- **WHAT THE EXERCISE ASKS**:
In all of the lines below, swap "gets one point" for "receives one point" and leave every other part of the lines as it is.

- **DATA FOR THIS TASK**:
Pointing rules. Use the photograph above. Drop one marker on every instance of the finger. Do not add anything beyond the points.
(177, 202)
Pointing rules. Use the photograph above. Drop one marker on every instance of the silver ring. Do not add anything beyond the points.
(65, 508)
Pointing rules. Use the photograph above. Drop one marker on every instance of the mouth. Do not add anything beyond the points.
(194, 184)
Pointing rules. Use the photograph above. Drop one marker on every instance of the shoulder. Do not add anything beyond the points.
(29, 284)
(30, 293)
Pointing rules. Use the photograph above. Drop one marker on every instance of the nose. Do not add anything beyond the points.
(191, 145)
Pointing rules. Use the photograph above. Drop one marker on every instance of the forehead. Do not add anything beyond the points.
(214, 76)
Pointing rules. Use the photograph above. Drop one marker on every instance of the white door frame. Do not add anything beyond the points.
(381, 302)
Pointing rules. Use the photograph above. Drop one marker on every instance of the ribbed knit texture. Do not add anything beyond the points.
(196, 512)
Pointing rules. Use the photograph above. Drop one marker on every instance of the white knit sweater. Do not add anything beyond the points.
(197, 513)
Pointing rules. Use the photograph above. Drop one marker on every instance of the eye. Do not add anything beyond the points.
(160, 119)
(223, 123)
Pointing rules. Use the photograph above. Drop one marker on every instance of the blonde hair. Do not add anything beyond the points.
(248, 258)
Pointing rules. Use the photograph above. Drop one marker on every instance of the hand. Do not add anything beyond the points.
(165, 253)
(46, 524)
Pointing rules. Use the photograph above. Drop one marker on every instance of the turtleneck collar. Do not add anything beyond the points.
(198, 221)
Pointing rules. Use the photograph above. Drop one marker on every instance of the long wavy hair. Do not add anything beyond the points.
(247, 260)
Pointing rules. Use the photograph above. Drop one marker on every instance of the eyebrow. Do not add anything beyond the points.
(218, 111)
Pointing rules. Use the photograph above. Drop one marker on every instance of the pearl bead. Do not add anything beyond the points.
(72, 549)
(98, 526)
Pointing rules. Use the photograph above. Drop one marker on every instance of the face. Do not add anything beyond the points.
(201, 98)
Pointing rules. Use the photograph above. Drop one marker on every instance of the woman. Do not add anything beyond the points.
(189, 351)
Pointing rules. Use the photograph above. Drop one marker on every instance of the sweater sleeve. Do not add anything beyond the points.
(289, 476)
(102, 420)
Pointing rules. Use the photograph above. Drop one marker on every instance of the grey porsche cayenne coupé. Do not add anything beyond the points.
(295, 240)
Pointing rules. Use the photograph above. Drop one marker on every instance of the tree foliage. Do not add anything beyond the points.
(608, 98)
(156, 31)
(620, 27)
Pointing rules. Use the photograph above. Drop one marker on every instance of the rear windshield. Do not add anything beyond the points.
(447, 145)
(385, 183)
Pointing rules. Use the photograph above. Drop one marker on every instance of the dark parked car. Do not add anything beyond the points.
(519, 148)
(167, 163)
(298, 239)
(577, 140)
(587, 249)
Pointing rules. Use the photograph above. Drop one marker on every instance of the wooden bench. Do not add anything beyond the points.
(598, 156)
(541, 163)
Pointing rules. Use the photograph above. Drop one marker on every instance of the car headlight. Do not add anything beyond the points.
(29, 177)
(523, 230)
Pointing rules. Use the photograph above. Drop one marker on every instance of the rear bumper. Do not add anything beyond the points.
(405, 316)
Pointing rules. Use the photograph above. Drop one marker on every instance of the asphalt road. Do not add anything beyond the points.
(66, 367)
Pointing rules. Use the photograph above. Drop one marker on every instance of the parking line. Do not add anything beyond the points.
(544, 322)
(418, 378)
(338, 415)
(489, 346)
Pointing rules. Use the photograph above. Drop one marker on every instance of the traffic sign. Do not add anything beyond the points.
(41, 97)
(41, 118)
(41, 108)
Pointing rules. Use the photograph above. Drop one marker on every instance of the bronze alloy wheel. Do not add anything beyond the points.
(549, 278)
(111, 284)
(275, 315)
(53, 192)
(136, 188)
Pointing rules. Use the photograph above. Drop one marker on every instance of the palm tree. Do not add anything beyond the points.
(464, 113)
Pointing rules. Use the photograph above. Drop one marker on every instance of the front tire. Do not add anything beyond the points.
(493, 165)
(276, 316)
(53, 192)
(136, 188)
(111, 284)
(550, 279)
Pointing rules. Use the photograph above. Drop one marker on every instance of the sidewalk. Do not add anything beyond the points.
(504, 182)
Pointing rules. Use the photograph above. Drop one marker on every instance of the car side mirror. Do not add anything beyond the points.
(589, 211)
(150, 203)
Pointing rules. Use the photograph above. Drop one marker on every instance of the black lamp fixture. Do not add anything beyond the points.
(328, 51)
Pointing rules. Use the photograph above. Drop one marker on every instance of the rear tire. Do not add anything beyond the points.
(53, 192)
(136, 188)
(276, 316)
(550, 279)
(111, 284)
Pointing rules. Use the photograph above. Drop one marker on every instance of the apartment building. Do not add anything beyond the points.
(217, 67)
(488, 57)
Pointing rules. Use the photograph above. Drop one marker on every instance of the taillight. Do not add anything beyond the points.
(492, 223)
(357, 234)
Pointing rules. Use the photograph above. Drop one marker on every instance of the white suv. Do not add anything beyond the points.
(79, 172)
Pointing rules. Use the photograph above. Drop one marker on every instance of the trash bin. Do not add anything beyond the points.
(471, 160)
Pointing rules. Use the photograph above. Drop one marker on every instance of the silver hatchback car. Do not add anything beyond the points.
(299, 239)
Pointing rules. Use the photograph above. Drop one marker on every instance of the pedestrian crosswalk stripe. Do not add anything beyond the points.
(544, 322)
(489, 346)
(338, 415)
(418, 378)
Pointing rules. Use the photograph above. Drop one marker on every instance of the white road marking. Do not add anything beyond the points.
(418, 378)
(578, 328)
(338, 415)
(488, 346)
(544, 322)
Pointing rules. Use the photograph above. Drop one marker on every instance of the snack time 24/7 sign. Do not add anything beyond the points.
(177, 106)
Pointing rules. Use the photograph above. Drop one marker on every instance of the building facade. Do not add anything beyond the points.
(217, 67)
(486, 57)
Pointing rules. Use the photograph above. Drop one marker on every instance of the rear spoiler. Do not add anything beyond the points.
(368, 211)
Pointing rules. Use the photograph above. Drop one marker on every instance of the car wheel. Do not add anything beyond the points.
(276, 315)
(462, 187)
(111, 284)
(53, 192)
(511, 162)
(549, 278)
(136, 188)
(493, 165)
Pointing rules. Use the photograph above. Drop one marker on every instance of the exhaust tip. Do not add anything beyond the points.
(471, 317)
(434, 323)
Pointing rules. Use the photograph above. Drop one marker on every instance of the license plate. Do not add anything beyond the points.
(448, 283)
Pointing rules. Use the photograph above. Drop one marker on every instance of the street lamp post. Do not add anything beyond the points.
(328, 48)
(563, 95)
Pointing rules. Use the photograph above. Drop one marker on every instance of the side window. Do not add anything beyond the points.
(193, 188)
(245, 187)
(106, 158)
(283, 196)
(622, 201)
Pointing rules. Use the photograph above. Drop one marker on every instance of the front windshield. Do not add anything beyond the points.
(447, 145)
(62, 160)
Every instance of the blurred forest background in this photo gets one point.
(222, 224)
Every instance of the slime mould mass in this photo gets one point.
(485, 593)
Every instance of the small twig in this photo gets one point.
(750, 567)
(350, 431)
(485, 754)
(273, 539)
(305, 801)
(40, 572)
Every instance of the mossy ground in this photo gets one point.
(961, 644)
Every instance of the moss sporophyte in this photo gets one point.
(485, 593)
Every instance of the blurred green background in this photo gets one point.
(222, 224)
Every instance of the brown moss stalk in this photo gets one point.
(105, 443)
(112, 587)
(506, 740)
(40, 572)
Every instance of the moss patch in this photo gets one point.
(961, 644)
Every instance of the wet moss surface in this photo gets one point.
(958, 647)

- **WRITTEN SOLUTION**:
Pointing rules. Use the photograph above. Drop one marker on every instance of the finger. Do not add anything beyond the points.
(177, 202)
Pointing rules. Use the photograph above. Drop one marker on every instance of the silver ring. Do not add anything beyond the points.
(65, 508)
Pointing rules. Use the photograph above. Drop one marker on every instance of the mouth. Do not add anything beyond the points.
(194, 184)
Pointing rules. Use the photograph above. Drop one marker on every instance of the shoulder. Do not add anything beyond the points.
(29, 284)
(30, 293)
Pointing rules. Use the photograph above. Drop one marker on every instance of the nose. Do not add anything beyond the points.
(191, 145)
Pointing rules. Use the photograph above. Drop one marker on every instance of the forehead. Do not add anything beyond the points.
(214, 76)
Pointing rules. Use the photograph above. Drop one marker on every instance of the white door frame. Do not add anything beyond the points.
(381, 302)
Pointing rules. Use the photograph above. Drop one marker on every instance of the ribbed knit texture. Do not add anything beyond the points.
(196, 512)
Pointing rules. Use the photograph above. Drop one marker on every instance of the white knit sweater. Do not add anything beyond the points.
(197, 513)
Pointing rules. Use the photograph above. Drop one marker on every instance of the eye. Do not add anything beyond the points.
(160, 119)
(223, 123)
Pointing rules. Use the photograph above. Drop one marker on every instance of the blonde hair. Do not add anything beyond the points.
(248, 258)
Pointing rules. Use the photograph above. Drop one marker on every instance of the hand. Do not add anything beyond the points.
(165, 253)
(46, 524)
Pointing rules. Use the photograph above. Drop one marker on every instance of the turtleneck collar. Do not add anything beyond the points.
(198, 221)
Pointing rules. Use the photograph above. Drop one marker on every instance of the long wavy hair. Do not add anything beyond the points.
(247, 260)
Pointing rules. Use the photograph above. Drop one marker on every instance of the eyebrow. Do not add anything beyond the points.
(218, 111)
Pointing rules. Use the photograph above. Drop one marker on every instance of the pearl bead. Do not add anything beyond the points.
(72, 549)
(98, 526)
Pointing rules. Use the photograph above. Drop one marker on every instance of the face. Do not add anything beyond the points.
(201, 98)
Pointing rules. Use the photograph above. Drop one marker on every instance of the woman. Do not add anything beyond the points.
(189, 351)
Pointing rules. Use the photograph above. Drop one marker on every instance of the sweater sleeve. Do not add anything beyond the points.
(289, 476)
(102, 420)
Pointing rules. Use the photograph above. Drop one marker on every instance of the grey porsche cayenne coupé. Do not add anything beyond the points.
(295, 240)
Pointing rules. Use the photograph above. Drop one marker on every instance of the tree foliage. Do not add anything beyond the points.
(608, 98)
(156, 31)
(620, 27)
Pointing rules. Use the photograph above. Drop one marker on every instance of the rear windshield. Do not add anything beyond the points.
(447, 145)
(385, 183)
Pointing rules. Use the photograph above. Drop one marker on every instance of the dark parked car. Do not add anything beyond the points.
(519, 148)
(167, 163)
(298, 239)
(577, 140)
(587, 249)
Pointing rules. Use the photograph above. Drop one marker on every instance of the wooden bench. Do not add anything beyond the points.
(598, 156)
(541, 163)
Pointing rules. Use the photograph above. Drop one marker on every instance of the car headlight. Do not add anything beyond the points.
(29, 177)
(523, 230)
Pointing rules. Use the photograph above. Drop one marker on every instance of the rear bumper. Do not add anything beyond the points.
(405, 316)
Pointing rules. Use the photograph above. Drop one marker on every instance of the asphalt road. Do not add anything beyond the points.
(66, 367)
Pointing rules. Use the photograph above. Drop one marker on every instance of the parking line. Do not add anything beyond the points.
(544, 322)
(418, 378)
(338, 415)
(489, 346)
Pointing rules. Use the photograph above. Drop one marker on every instance of the traffic sign. Do not add anything beyond the points.
(41, 97)
(41, 118)
(41, 108)
Pointing rules. Use the photograph above. Drop one marker on every instance of the bronze alloy wheel. Do not add anything beyond the points.
(549, 278)
(111, 284)
(275, 315)
(53, 192)
(136, 188)
Pointing rules. Use the photograph above. Drop one marker on every instance of the palm tree. Do not add anything beyond the points.
(464, 113)
Pointing rules. Use the photograph above. Drop one marker on every instance of the front tire. Do not add anything beyond the points.
(493, 165)
(276, 316)
(53, 192)
(136, 188)
(111, 284)
(550, 279)
Pointing rules. Use the photograph above. Drop one marker on every instance of the sidewalk. Do not add anything beyond the points.
(504, 182)
Pointing rules. Use the photograph above. Drop one marker on every instance of the car side mirror. Do not add anything beyond the points.
(589, 211)
(150, 203)
Pointing rules. Use the photograph above. Drop one marker on every instance of the black lamp fixture. Do not add anything beyond the points.
(328, 51)
Pointing rules. Use the photograph above. Drop one marker on every instance of the rear tire. Do not add anything beyond the points.
(53, 192)
(136, 188)
(276, 316)
(550, 279)
(111, 284)
Pointing rules. Use the photograph above. Drop one marker on every instance of the apartment building. Do not add anything beyond the points.
(217, 67)
(488, 57)
Pointing rules. Use the photograph above. Drop one marker on every instance of the taillight. Do not add anything beyond the points.
(492, 223)
(357, 234)
Pointing rules. Use the photograph above. Drop one marker on every instance of the white suv. Do not add anything beyond the points.
(79, 172)
Pointing rules. Use the photograph above. Drop one marker on every instance of the trash bin. Do not add anything beyond the points.
(471, 160)
Pointing rules. Use the photograph above. Drop one marker on every instance of the silver hatchback car. Do not add anything beyond the points.
(299, 239)
Pointing rules. Use the photograph above. Drop one marker on every instance of the pedestrian crosswalk stripe. Do not add anything beyond the points.
(544, 322)
(489, 346)
(338, 415)
(418, 378)
Pointing rules. Use the photograph above. Drop one marker on every instance of the white road marking. Do not add anything beyond the points.
(418, 378)
(578, 328)
(338, 415)
(488, 346)
(544, 322)
Pointing rules. Use the photograph above. Drop one marker on every instance of the snack time 24/7 sign. Do not add anything beyond the points.
(177, 106)
Pointing rules. Use the photograph above. Drop one marker on every instance of the building facade. Do not add anything beyond the points.
(217, 67)
(486, 57)
Pointing rules. Use the photograph above. Drop one marker on every instance of the rear spoiler. Do not add anything beyond the points.
(368, 211)
Pointing rules. Use the photograph above. Drop one marker on every instance of the car wheel. Do not add anything beyond the points.
(276, 315)
(462, 187)
(111, 284)
(53, 192)
(511, 162)
(549, 278)
(136, 188)
(493, 165)
Pointing rules. Use the photograph above. Drop one marker on every instance of the exhaust tip. Do not add anything beyond the points.
(471, 317)
(434, 323)
Pointing rules. Use the photograph above. Drop one marker on every instance of the license plate. Do not add anything beyond the points.
(448, 283)
Pointing rules. Use the photograph above. Drop one marker on every instance of the street lamp post. Do not add anything beyond the points.
(328, 48)
(563, 95)
Pointing rules. Use the photograph above. Drop one marker on every instance of the side window. Do not add anything beyond the points.
(193, 188)
(245, 187)
(106, 158)
(283, 196)
(622, 201)
Pointing rules. Use the photograph above. Drop one marker on every instance of the front windshield. Do not add anything beyond the points.
(447, 145)
(62, 160)
Every instance of the blurred forest background in this photo receives one point.
(222, 224)
Every instance of the slime mould mass in this photo receives one point.
(485, 593)
Every instance of the small twig in this photo receives one point.
(750, 567)
(350, 431)
(485, 754)
(273, 539)
(305, 801)
(40, 572)
Every instance of the mossy ground in this photo receives one point.
(961, 644)
Every instance of the moss sporophyte in this photo receives one point.
(485, 593)
Every instance of the blurred green background in this photo receives one point.
(222, 224)
Every instance of the brown moss stalk in this photo receives one point.
(105, 443)
(112, 587)
(506, 740)
(40, 572)
Every instance of the moss patch in this photo receives one point.
(961, 644)
Every instance of the wet moss surface in this photo receives one point.
(958, 647)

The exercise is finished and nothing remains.